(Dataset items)
%%

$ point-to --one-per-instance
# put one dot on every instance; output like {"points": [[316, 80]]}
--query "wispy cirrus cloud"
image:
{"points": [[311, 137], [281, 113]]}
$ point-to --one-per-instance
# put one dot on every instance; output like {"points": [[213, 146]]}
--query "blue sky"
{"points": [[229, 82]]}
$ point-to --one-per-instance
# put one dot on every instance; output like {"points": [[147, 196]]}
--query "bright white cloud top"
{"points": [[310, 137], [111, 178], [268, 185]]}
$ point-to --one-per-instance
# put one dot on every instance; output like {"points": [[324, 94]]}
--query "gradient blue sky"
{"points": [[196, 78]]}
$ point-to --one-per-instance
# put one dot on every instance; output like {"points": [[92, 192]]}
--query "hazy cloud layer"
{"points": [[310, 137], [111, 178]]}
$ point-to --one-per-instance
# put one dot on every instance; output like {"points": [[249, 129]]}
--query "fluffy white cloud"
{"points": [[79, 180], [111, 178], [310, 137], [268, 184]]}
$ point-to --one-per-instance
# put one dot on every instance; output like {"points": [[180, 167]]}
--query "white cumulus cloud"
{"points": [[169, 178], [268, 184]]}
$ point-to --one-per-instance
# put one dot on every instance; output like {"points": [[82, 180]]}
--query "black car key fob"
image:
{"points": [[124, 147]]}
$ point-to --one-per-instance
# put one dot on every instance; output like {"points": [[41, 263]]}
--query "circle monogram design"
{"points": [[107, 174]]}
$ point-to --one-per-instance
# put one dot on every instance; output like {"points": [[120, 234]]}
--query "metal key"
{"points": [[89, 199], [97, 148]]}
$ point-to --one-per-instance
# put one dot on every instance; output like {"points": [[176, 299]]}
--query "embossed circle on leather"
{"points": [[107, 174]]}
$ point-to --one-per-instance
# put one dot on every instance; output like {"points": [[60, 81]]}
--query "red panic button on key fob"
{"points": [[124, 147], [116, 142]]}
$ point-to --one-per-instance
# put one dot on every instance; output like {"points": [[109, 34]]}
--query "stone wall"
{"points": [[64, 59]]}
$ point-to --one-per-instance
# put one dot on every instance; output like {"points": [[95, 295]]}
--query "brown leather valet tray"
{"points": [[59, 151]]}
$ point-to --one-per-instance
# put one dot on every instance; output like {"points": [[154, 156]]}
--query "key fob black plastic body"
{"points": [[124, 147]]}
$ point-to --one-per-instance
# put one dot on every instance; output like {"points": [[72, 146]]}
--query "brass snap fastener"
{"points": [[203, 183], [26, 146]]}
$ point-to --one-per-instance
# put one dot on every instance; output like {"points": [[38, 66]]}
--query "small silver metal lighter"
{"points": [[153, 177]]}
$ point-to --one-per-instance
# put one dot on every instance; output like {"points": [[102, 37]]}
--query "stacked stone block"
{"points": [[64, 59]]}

%%

**WORK TO BE COMPLETED**
Each record above needs to be reproduced exactly as written.

**RESULT FOR THIS EXERCISE**
$ point-to --one-per-instance
# put one dot on every instance; output like {"points": [[316, 80]]}
--query "wispy cirrus cloud"
image:
{"points": [[311, 137], [281, 113]]}
$ point-to --one-per-instance
# put one dot on every instance; output like {"points": [[213, 146]]}
--query "blue sky"
{"points": [[229, 82]]}
$ point-to --one-per-instance
# put one dot on every instance; output like {"points": [[147, 196]]}
--query "bright white cloud top"
{"points": [[310, 137], [111, 178], [268, 185]]}
$ point-to --one-per-instance
# put one dot on every instance; output like {"points": [[324, 94]]}
--query "gradient blue sky"
{"points": [[196, 78]]}
$ point-to --one-per-instance
# put one dot on every instance; output like {"points": [[92, 192]]}
--query "hazy cloud layer"
{"points": [[310, 137], [111, 178]]}
$ point-to --one-per-instance
# put one dot on every instance; output like {"points": [[249, 129]]}
--query "fluffy white cloud"
{"points": [[79, 180], [111, 178], [310, 137], [268, 184]]}
$ point-to --one-per-instance
# put one dot on every instance; output like {"points": [[180, 167]]}
--query "white cumulus cloud"
{"points": [[169, 178], [268, 184]]}
$ point-to --one-per-instance
# put one dot on every instance; output like {"points": [[82, 180]]}
--query "black car key fob"
image:
{"points": [[124, 147]]}
$ point-to --one-per-instance
# put one dot on every instance; output like {"points": [[41, 263]]}
--query "circle monogram design"
{"points": [[107, 174]]}
$ point-to --one-per-instance
# put one dot on every instance; output like {"points": [[120, 234]]}
--query "metal key"
{"points": [[89, 199], [97, 148]]}
$ point-to --one-per-instance
# put one dot on every instance; output like {"points": [[176, 299]]}
--query "embossed circle on leather"
{"points": [[107, 174]]}
$ point-to --one-per-instance
# put one dot on every instance; output like {"points": [[60, 81]]}
--query "red panic button on key fob"
{"points": [[124, 147], [116, 142]]}
$ point-to --one-per-instance
# put one dot on every instance; output like {"points": [[109, 34]]}
--query "stone wall"
{"points": [[64, 59]]}
$ point-to --one-per-instance
# put one dot on every instance; output like {"points": [[95, 295]]}
--query "brown leather valet tray"
{"points": [[59, 151]]}
$ point-to --one-per-instance
# put one dot on every instance; output like {"points": [[154, 156]]}
--query "key fob black plastic body"
{"points": [[124, 147]]}
$ point-to --one-per-instance
# put one dot on every instance; output like {"points": [[72, 146]]}
--query "brass snap fastener"
{"points": [[203, 183], [26, 146]]}
$ point-to --one-per-instance
# put one dot on every instance; output like {"points": [[38, 66]]}
--query "small silver metal lighter"
{"points": [[153, 177]]}
$ point-to --one-per-instance
# put one dot on every instance; output like {"points": [[102, 37]]}
--query "stacked stone block"
{"points": [[64, 59]]}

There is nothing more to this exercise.